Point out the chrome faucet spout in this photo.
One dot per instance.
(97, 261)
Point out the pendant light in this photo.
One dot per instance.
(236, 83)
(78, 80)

+++

• WORK TO COMPLETE
Return, unchanged, the lines from the one containing "Point out the pendant light in this photo." through the last line of the rows, inclusive.

• FINAL RESULT
Point out the pendant light in this photo.
One dot per instance.
(236, 83)
(78, 80)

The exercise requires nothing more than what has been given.